Entries for labeling regions:
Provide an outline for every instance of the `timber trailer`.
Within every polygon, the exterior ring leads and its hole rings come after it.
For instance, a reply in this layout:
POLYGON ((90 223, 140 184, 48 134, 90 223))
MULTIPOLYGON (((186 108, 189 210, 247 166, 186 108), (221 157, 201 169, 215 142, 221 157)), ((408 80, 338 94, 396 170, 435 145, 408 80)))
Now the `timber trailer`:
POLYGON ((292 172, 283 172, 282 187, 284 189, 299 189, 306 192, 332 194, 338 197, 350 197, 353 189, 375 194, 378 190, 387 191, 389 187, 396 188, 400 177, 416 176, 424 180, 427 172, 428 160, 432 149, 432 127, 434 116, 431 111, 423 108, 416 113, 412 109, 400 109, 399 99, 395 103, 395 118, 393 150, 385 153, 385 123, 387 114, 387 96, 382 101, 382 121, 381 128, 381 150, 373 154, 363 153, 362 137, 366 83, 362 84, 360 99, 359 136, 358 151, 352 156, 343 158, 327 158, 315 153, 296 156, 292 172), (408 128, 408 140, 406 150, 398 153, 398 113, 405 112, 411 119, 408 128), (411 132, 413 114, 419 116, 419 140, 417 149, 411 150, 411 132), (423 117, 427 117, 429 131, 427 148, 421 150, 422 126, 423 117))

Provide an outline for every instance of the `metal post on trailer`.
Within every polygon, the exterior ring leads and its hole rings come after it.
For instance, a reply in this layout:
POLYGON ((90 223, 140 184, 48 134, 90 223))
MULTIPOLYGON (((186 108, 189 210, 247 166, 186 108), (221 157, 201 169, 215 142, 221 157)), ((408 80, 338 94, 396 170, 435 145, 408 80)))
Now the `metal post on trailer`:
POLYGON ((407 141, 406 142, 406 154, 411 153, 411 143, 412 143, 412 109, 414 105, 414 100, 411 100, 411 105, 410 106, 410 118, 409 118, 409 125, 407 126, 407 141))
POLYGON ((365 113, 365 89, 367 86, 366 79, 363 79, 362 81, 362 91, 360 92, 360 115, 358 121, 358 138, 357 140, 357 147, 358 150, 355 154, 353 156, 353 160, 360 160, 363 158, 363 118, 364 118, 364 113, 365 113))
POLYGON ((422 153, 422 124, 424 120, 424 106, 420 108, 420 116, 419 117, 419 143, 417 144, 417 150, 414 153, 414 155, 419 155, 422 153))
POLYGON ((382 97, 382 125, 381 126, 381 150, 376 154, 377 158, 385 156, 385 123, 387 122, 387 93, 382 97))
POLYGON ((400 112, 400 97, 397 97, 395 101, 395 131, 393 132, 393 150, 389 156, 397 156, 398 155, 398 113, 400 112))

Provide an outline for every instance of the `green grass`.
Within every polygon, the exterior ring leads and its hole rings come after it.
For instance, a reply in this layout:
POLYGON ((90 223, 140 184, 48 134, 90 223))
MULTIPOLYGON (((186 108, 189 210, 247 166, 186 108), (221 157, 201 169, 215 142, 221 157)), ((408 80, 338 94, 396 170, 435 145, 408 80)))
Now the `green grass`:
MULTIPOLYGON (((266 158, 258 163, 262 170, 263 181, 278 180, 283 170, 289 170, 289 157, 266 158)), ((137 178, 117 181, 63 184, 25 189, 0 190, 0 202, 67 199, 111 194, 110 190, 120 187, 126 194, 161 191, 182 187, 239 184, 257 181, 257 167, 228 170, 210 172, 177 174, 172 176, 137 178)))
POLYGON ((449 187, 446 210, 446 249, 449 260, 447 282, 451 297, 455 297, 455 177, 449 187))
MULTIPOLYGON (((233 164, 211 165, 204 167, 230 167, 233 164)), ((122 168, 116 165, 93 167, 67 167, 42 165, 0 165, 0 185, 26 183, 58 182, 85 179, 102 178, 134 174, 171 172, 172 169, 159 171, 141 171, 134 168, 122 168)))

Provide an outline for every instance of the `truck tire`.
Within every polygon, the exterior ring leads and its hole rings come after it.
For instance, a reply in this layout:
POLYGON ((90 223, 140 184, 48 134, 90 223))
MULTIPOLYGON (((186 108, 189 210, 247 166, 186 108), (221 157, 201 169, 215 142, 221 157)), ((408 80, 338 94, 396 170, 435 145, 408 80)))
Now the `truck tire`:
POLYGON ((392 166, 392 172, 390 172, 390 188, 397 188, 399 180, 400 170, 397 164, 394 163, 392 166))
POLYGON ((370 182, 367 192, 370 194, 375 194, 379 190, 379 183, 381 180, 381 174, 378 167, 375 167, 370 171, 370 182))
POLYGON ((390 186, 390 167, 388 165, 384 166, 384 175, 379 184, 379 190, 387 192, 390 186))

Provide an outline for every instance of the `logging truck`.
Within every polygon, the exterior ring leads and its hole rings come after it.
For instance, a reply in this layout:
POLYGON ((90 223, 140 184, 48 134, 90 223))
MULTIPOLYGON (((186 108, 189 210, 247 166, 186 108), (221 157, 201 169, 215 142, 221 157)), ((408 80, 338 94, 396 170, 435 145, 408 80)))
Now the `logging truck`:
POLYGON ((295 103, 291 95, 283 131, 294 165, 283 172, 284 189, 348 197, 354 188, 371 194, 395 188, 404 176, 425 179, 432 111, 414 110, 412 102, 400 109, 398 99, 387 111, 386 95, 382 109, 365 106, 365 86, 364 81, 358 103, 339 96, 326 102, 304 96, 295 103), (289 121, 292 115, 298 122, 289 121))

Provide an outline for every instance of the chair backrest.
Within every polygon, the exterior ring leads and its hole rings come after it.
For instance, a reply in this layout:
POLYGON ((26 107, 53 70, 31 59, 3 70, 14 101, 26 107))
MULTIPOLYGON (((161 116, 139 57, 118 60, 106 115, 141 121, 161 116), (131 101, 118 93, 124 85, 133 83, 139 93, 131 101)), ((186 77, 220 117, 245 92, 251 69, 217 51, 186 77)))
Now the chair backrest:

◆ SHORT TASK ◆
Copy every line of the material above exactly as it appears, from the first line to the last.

◆ RESULT OF THIS EXERCISE ◆
Provide an outline for every instance of the `timber trailer`.
Within every polygon, the exterior ring leads and its hole rings come after it.
For instance, a reply in this layout:
POLYGON ((90 223, 140 184, 48 134, 90 223))
MULTIPOLYGON (((186 108, 189 210, 247 166, 186 108), (221 157, 201 169, 215 142, 221 157)), ((408 80, 338 94, 396 170, 435 145, 408 80)))
Now the `timber trailer`:
POLYGON ((292 172, 283 172, 282 187, 284 189, 299 189, 306 192, 332 194, 338 197, 350 197, 353 189, 375 194, 378 190, 387 191, 389 187, 396 188, 400 177, 416 176, 424 180, 427 172, 428 160, 432 149, 432 127, 434 116, 431 111, 423 108, 416 113, 412 109, 400 109, 399 99, 395 103, 395 118, 393 150, 385 153, 385 123, 387 114, 387 96, 382 101, 382 121, 381 128, 381 150, 373 154, 363 153, 362 137, 366 83, 362 84, 360 99, 359 136, 358 151, 352 156, 343 158, 327 158, 315 153, 296 156, 292 172), (408 128, 408 140, 406 150, 398 153, 398 113, 405 112, 411 119, 408 128), (411 132, 413 114, 419 116, 419 140, 417 149, 411 150, 411 132), (423 117, 427 117, 429 131, 427 148, 421 150, 422 126, 423 117))

Provide an outline for every instance of the `metal post on trailer`.
Within every polygon, the exterior ring leads and its hole rings come after it.
For instance, a reply in this layout:
POLYGON ((90 223, 140 184, 48 134, 90 223))
MULTIPOLYGON (((186 108, 189 210, 247 166, 186 108), (221 157, 201 169, 215 142, 221 157)), ((408 80, 338 94, 396 170, 435 145, 408 80)))
Now the `metal post on trailer`:
POLYGON ((407 141, 406 142, 406 154, 411 153, 411 143, 412 143, 412 109, 414 105, 414 100, 411 100, 411 105, 410 106, 410 118, 409 118, 409 125, 407 126, 407 141))
POLYGON ((365 113, 365 89, 367 86, 366 79, 363 79, 362 81, 362 91, 360 92, 360 115, 358 121, 358 138, 357 140, 357 147, 358 150, 355 154, 353 156, 353 160, 360 160, 363 158, 363 118, 364 118, 364 113, 365 113))
POLYGON ((422 153, 422 124, 424 120, 424 106, 420 108, 420 116, 419 117, 419 143, 417 144, 417 150, 414 153, 414 155, 419 155, 422 153))
POLYGON ((382 97, 382 125, 381 126, 381 150, 376 154, 377 158, 385 156, 385 123, 387 122, 387 93, 382 97))
POLYGON ((400 112, 400 97, 397 97, 395 101, 395 131, 393 132, 393 150, 389 156, 397 156, 398 155, 398 113, 400 112))

Provide an outline for every instance of the `green grass`.
Within every polygon, the exterior ring leads and its hole rings come after it.
For instance, a reply in this layout:
POLYGON ((90 223, 140 184, 48 134, 90 223))
MULTIPOLYGON (((186 108, 189 210, 247 166, 186 108), (221 157, 201 169, 215 142, 221 157)), ((408 80, 338 94, 396 170, 435 145, 408 80)))
Now the `green grass`:
MULTIPOLYGON (((266 158, 258 163, 262 170, 263 181, 278 180, 283 170, 289 170, 289 157, 266 158)), ((137 178, 117 181, 63 184, 25 189, 0 190, 0 202, 67 199, 111 194, 110 190, 120 187, 126 194, 161 191, 182 187, 239 184, 257 181, 257 167, 228 170, 210 172, 177 174, 172 176, 137 178)))
POLYGON ((449 187, 446 210, 446 249, 449 260, 447 282, 451 297, 455 297, 455 177, 449 187))
MULTIPOLYGON (((233 164, 211 165, 204 167, 230 167, 233 164)), ((122 168, 116 165, 93 167, 67 167, 42 165, 0 165, 0 185, 26 183, 58 182, 85 179, 102 178, 134 174, 171 172, 172 169, 159 171, 141 171, 134 168, 122 168)))

Provide an outline for every instance of the `truck tire`.
Within every polygon, the exterior ring leads and its hole rings come after it.
For instance, a reply in this layout:
POLYGON ((90 223, 140 184, 48 134, 90 223))
MULTIPOLYGON (((186 108, 189 210, 247 166, 186 108), (221 157, 201 169, 215 142, 221 157)), ((408 80, 338 94, 396 170, 435 145, 408 80)))
Now the `truck tire`:
POLYGON ((392 166, 392 172, 390 172, 390 188, 397 188, 399 180, 400 170, 397 164, 394 163, 392 166))
POLYGON ((370 182, 367 192, 370 194, 375 194, 379 190, 379 183, 381 180, 381 174, 378 167, 375 167, 370 171, 370 182))
POLYGON ((390 186, 390 167, 388 165, 384 166, 384 175, 379 184, 379 190, 387 192, 390 186))

Provide an outline for every instance of the `logging truck`.
Within every polygon, the exterior ring leads and its hole rings come after it.
For instance, a reply in this layout:
POLYGON ((90 223, 140 184, 48 134, 90 223))
MULTIPOLYGON (((186 108, 189 210, 247 166, 186 108), (221 157, 201 169, 215 142, 221 157)), ((408 80, 338 94, 396 170, 435 145, 408 80)))
Now the `logging truck`:
POLYGON ((295 103, 291 95, 283 131, 294 165, 283 172, 284 189, 348 197, 354 188, 371 194, 395 188, 404 176, 425 179, 432 111, 414 110, 412 102, 400 109, 398 99, 387 111, 386 95, 382 109, 365 106, 365 86, 364 81, 358 103, 339 96, 326 102, 304 96, 295 103), (289 121, 292 115, 298 122, 289 121))

Provide an outline for every instance of the chair backrest.
Within every polygon, the exterior ring leads and its hole rings come after it.
For instance, a reply in this layout:
POLYGON ((26 107, 53 70, 31 59, 3 70, 14 101, 26 107))
MULTIPOLYGON (((161 116, 139 57, 118 60, 106 115, 141 121, 161 116), (131 101, 118 93, 124 85, 133 83, 139 93, 131 101)), ((186 77, 220 117, 245 92, 251 69, 217 51, 186 77)))
Now the chair backrest:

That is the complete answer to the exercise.